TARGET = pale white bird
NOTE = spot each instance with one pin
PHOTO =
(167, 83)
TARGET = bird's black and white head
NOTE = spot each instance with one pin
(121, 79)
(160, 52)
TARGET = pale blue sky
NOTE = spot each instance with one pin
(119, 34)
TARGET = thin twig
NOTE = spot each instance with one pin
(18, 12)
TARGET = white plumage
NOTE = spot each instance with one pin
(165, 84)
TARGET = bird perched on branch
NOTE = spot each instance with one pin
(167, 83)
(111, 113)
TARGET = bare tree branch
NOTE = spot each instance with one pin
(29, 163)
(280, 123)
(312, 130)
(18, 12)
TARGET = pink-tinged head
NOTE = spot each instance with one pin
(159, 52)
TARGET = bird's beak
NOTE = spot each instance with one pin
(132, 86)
· · · · ·
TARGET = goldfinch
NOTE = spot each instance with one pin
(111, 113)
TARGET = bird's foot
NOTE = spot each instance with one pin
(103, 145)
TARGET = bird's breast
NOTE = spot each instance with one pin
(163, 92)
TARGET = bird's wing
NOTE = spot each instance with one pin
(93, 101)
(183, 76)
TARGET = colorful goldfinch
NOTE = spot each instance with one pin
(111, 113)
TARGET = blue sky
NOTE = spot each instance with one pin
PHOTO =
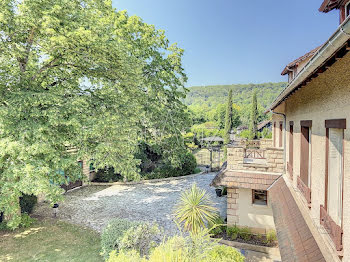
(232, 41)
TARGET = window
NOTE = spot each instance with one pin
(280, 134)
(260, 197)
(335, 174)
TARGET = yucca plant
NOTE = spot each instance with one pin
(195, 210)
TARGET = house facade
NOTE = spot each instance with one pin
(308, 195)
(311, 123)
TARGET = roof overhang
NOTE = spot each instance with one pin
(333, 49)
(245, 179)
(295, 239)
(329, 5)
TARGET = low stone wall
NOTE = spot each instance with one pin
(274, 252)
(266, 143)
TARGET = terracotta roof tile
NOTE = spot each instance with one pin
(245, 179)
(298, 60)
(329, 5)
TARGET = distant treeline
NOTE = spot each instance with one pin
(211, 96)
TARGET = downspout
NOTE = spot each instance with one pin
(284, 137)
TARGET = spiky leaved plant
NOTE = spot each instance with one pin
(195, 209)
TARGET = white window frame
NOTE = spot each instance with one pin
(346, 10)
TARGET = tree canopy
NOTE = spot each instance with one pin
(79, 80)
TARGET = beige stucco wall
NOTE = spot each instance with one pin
· · · · ·
• [EXERCISE BRIEF]: Pull out each line of the entries above that contains the string "goldfinch". The match is case-sensitive.

• [TASK OUTPUT]:
TARGET = goldfinch
TARGET = colorful goldfinch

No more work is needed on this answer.